**Work to complete**
Retype the material below. Keep every word exactly as it is.

··· Extracted data

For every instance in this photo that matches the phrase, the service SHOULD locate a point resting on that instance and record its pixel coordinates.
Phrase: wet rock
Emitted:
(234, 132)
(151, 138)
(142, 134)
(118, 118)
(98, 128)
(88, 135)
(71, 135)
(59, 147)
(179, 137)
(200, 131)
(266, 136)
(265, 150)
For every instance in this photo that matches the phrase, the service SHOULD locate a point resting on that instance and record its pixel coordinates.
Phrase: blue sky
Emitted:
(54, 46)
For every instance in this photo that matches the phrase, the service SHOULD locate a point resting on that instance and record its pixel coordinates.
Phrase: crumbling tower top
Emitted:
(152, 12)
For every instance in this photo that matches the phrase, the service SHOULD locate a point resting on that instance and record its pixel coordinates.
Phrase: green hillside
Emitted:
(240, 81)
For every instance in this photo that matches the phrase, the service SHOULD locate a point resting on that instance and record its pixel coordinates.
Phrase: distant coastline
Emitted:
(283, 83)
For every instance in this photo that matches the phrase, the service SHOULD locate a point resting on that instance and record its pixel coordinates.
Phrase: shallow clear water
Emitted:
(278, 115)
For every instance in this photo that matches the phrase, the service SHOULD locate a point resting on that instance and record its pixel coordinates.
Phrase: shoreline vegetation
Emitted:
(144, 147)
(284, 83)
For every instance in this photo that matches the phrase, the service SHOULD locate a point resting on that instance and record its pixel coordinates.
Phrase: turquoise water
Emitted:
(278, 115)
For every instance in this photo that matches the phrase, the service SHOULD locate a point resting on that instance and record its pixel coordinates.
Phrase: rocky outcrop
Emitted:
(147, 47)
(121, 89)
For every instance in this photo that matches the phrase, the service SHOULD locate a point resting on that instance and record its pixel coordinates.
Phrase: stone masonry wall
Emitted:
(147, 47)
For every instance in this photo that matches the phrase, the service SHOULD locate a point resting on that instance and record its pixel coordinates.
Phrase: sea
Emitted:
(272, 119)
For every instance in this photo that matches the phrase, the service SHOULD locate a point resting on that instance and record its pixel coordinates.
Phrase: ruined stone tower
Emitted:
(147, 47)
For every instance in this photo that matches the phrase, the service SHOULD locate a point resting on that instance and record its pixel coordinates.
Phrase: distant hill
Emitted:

······

**Result for this task**
For every instance in this photo that matches the phrase, the service SHOULD locate a point resting on that instance and record its pixel coordinates.
Phrase: wet rock
Emitted:
(234, 132)
(151, 138)
(142, 134)
(118, 118)
(98, 128)
(88, 135)
(71, 135)
(59, 147)
(179, 137)
(200, 131)
(266, 136)
(265, 150)
For every instance in this photo that matches the phrase, the service SHOULD locate a point resting on that instance and record its pixel coordinates.
Phrase: blue sky
Emitted:
(54, 46)
For every instance in this photo that matches the phrase, the service SHOULD locate a point resting on that instance and record its pixel coordinates.
Phrase: crumbling tower top
Emitted:
(152, 12)
For every instance in this photo that matches the phrase, the service SHOULD locate a point resting on that instance and record its pixel coordinates.
Phrase: green hillside
Emitted:
(240, 81)
For every instance in this photo that matches the phrase, the service SHOULD locate a point resting on that instance and record its pixel coordinates.
Phrase: distant coastline
Emitted:
(283, 83)
For every instance in this photo that matches the phrase, the service SHOULD locate a point resting on that instance and record its pixel coordinates.
Phrase: shallow clear water
Emitted:
(278, 115)
For every instance in this photo that matches the phrase, the service SHOULD locate a point resting on that instance and record its pixel coordinates.
Phrase: shoreline vegetation
Emitted:
(144, 147)
(284, 83)
For every instance in this photo that matches the phrase, the service SHOULD locate a point resting on that instance and record its pixel coordinates.
Phrase: turquoise water
Emitted:
(278, 115)
For every instance in this photo that matches the phrase, the service SHOULD locate a point resting on that instance and record its pixel coordinates.
Phrase: rocky outcrop
Emitted:
(147, 47)
(121, 89)
For every instance in this photo that matches the phrase, the service SHOULD locate a point resting on that instance and record its pixel coordinates.
Phrase: stone masonry wall
Emitted:
(147, 47)
For every instance in this photo that matches the phrase, the service SHOULD locate a point resting on that instance and record its pixel coordinates.
Phrase: sea
Emitted:
(272, 119)
For every instance in this photo that matches the phrase, the service SHOULD locate a point resting on that instance and record its pixel coordinates.
Phrase: ruined stone tower
Emitted:
(147, 47)
For every instance in this photo that matches the phrase, the service SHOULD locate a point resting on that instance and record its pixel coordinates.
Phrase: distant hill
Emitted:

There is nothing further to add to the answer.